(Referring expression data)
┄┄┄┄┄┄┄┄┄┄┄┄┄┄┄┄┄┄┄┄
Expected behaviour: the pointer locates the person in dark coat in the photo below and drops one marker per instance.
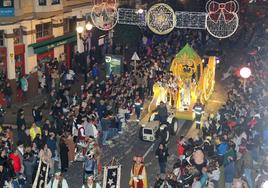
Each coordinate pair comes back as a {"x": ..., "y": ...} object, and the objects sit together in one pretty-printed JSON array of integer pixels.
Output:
[
  {"x": 20, "y": 121},
  {"x": 8, "y": 94},
  {"x": 26, "y": 138},
  {"x": 63, "y": 155},
  {"x": 162, "y": 153},
  {"x": 37, "y": 114},
  {"x": 29, "y": 163}
]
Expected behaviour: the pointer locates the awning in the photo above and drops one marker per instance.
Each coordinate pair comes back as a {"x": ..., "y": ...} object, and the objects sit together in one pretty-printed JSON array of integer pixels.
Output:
[{"x": 44, "y": 46}]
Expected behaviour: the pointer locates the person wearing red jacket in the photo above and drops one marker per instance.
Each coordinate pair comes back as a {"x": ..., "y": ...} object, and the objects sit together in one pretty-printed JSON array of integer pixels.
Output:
[
  {"x": 180, "y": 147},
  {"x": 16, "y": 161}
]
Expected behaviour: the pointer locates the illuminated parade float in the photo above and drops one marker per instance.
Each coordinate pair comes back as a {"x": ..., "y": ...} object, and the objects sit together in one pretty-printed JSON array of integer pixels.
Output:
[{"x": 191, "y": 79}]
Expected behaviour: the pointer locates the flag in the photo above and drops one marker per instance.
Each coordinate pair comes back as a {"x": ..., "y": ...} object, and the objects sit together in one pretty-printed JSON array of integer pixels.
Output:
[
  {"x": 41, "y": 176},
  {"x": 112, "y": 176}
]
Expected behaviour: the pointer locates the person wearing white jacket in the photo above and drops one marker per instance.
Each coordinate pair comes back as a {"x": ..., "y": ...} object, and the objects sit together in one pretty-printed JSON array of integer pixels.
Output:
[
  {"x": 91, "y": 183},
  {"x": 57, "y": 181}
]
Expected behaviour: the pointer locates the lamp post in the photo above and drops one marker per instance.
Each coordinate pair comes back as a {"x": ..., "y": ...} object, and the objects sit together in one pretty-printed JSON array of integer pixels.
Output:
[
  {"x": 85, "y": 38},
  {"x": 245, "y": 73}
]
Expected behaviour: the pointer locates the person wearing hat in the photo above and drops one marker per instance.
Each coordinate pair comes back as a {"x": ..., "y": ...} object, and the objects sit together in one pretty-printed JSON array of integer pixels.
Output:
[
  {"x": 58, "y": 181},
  {"x": 198, "y": 110},
  {"x": 89, "y": 165},
  {"x": 90, "y": 183},
  {"x": 138, "y": 177},
  {"x": 162, "y": 112}
]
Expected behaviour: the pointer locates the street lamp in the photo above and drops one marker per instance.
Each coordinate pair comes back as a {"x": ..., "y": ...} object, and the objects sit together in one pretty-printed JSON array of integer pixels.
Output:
[
  {"x": 84, "y": 38},
  {"x": 245, "y": 73}
]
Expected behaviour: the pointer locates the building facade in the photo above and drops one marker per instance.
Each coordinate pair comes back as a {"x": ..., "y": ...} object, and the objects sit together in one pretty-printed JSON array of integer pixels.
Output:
[{"x": 34, "y": 31}]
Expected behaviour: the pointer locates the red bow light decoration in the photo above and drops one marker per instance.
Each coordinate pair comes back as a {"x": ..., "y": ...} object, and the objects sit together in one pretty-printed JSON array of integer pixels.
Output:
[{"x": 228, "y": 10}]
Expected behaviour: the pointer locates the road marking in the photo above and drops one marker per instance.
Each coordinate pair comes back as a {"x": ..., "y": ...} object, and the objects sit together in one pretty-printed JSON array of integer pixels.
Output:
[
  {"x": 148, "y": 151},
  {"x": 129, "y": 150},
  {"x": 217, "y": 101}
]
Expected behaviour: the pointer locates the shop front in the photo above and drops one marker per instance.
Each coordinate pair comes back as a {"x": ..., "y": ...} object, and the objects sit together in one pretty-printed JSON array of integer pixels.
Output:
[
  {"x": 19, "y": 51},
  {"x": 3, "y": 63},
  {"x": 45, "y": 49}
]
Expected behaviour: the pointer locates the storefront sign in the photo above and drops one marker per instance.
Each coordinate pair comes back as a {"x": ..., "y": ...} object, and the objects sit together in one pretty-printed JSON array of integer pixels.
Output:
[
  {"x": 113, "y": 64},
  {"x": 7, "y": 12},
  {"x": 11, "y": 56},
  {"x": 53, "y": 43}
]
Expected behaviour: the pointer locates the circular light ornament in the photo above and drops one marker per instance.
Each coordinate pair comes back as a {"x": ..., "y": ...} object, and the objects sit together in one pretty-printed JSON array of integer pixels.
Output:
[
  {"x": 265, "y": 185},
  {"x": 161, "y": 19},
  {"x": 140, "y": 11},
  {"x": 222, "y": 19},
  {"x": 79, "y": 29},
  {"x": 104, "y": 16},
  {"x": 245, "y": 72},
  {"x": 89, "y": 26}
]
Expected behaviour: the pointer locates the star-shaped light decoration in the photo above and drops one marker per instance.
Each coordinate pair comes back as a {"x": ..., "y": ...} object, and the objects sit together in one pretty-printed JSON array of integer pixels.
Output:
[
  {"x": 104, "y": 16},
  {"x": 110, "y": 182},
  {"x": 161, "y": 18}
]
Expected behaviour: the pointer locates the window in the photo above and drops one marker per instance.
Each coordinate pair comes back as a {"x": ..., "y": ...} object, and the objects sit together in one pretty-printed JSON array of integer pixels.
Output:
[
  {"x": 42, "y": 2},
  {"x": 43, "y": 30},
  {"x": 1, "y": 38},
  {"x": 54, "y": 2},
  {"x": 7, "y": 3},
  {"x": 18, "y": 37},
  {"x": 69, "y": 25}
]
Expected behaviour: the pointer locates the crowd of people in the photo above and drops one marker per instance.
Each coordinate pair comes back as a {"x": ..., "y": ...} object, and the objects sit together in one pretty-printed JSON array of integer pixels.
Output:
[{"x": 75, "y": 125}]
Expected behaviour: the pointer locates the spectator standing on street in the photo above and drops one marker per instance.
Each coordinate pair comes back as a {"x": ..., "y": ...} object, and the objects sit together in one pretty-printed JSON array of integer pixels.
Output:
[
  {"x": 198, "y": 110},
  {"x": 8, "y": 94},
  {"x": 138, "y": 106},
  {"x": 29, "y": 163},
  {"x": 162, "y": 112},
  {"x": 90, "y": 183},
  {"x": 57, "y": 181},
  {"x": 2, "y": 115},
  {"x": 37, "y": 114},
  {"x": 161, "y": 154},
  {"x": 89, "y": 166},
  {"x": 24, "y": 86},
  {"x": 64, "y": 155}
]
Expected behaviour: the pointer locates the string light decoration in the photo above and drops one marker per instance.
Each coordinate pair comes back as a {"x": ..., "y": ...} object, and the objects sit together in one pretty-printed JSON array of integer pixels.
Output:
[
  {"x": 104, "y": 14},
  {"x": 222, "y": 20},
  {"x": 161, "y": 19},
  {"x": 191, "y": 20},
  {"x": 131, "y": 17}
]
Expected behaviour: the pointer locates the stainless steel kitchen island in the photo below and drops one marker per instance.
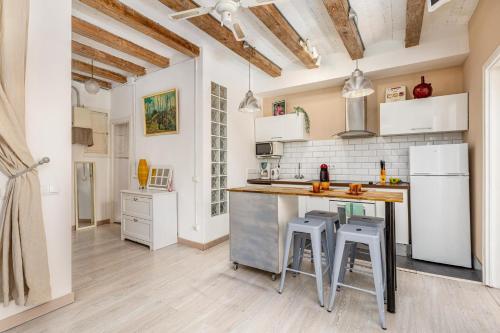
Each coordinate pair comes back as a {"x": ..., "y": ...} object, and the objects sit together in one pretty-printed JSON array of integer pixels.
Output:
[{"x": 258, "y": 216}]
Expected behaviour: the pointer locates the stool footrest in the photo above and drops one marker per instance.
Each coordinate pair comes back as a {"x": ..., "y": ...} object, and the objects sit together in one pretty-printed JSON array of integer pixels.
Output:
[{"x": 357, "y": 288}]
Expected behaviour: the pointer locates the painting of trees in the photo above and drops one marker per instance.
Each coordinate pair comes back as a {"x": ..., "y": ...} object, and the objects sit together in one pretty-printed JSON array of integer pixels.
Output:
[{"x": 161, "y": 113}]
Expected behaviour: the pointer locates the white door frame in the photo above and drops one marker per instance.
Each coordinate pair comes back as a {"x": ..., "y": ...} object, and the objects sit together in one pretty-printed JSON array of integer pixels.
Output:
[
  {"x": 114, "y": 123},
  {"x": 490, "y": 237}
]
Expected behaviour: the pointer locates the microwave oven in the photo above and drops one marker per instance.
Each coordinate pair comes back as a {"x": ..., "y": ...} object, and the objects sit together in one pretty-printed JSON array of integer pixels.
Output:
[{"x": 269, "y": 149}]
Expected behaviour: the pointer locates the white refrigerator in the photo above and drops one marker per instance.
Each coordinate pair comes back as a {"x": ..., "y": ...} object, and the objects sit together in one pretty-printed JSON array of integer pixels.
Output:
[{"x": 440, "y": 214}]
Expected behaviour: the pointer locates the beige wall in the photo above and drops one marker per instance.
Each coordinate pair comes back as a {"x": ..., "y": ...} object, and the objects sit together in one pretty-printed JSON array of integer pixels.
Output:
[
  {"x": 484, "y": 38},
  {"x": 326, "y": 106}
]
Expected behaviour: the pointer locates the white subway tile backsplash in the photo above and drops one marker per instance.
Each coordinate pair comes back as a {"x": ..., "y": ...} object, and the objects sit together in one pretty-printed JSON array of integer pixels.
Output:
[{"x": 357, "y": 159}]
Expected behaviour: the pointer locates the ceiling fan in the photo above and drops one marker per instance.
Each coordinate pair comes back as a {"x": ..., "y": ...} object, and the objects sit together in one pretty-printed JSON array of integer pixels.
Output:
[{"x": 226, "y": 9}]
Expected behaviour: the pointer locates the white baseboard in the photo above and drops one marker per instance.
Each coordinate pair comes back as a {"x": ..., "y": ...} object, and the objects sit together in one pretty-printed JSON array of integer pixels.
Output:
[{"x": 35, "y": 312}]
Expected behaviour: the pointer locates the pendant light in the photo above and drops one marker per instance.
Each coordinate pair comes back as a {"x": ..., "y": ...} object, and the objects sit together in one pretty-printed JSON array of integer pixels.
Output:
[
  {"x": 249, "y": 103},
  {"x": 91, "y": 85},
  {"x": 357, "y": 85}
]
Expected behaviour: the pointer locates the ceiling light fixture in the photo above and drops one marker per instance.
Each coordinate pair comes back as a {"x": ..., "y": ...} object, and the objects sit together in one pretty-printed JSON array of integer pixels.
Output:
[
  {"x": 91, "y": 85},
  {"x": 358, "y": 85},
  {"x": 312, "y": 50},
  {"x": 249, "y": 103}
]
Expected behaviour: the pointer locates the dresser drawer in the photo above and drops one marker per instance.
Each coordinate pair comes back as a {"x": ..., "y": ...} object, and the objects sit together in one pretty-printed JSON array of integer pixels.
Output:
[
  {"x": 137, "y": 228},
  {"x": 136, "y": 205}
]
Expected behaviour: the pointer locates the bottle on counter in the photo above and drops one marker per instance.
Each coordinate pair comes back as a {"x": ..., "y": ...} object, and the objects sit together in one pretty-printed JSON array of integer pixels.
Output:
[
  {"x": 383, "y": 174},
  {"x": 324, "y": 177}
]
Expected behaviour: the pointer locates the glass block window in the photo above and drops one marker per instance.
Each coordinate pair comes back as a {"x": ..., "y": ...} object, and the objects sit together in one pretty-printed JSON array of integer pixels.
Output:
[{"x": 219, "y": 149}]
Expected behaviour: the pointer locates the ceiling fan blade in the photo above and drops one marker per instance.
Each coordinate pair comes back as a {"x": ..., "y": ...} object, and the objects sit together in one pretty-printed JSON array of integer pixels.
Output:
[
  {"x": 185, "y": 14},
  {"x": 238, "y": 31}
]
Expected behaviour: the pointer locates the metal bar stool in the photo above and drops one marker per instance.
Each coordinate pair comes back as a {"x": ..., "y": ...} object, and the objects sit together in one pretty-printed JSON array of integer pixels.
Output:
[
  {"x": 316, "y": 230},
  {"x": 364, "y": 235},
  {"x": 302, "y": 242}
]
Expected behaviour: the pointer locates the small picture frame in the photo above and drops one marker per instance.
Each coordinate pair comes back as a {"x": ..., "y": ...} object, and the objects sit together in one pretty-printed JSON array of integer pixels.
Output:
[
  {"x": 279, "y": 108},
  {"x": 160, "y": 178}
]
┄┄┄┄┄┄┄┄┄┄┄┄┄┄┄┄┄┄┄┄
* [EXERCISE INSTRUCTIONS]: Search the data for the string "ceiling". List each line that has it.

* [ANSWER FOR THE TASK]:
Expected behaviour: the pointer locates the ceiling fan in the photo above and drops one marker per instance.
Expected behaviour: the pointer locates the ceiling light fixture in the photo above and drops one marker per instance.
Expected behaviour: the pointer locates the ceiling fan blade in the photo above and drops one marker per instance.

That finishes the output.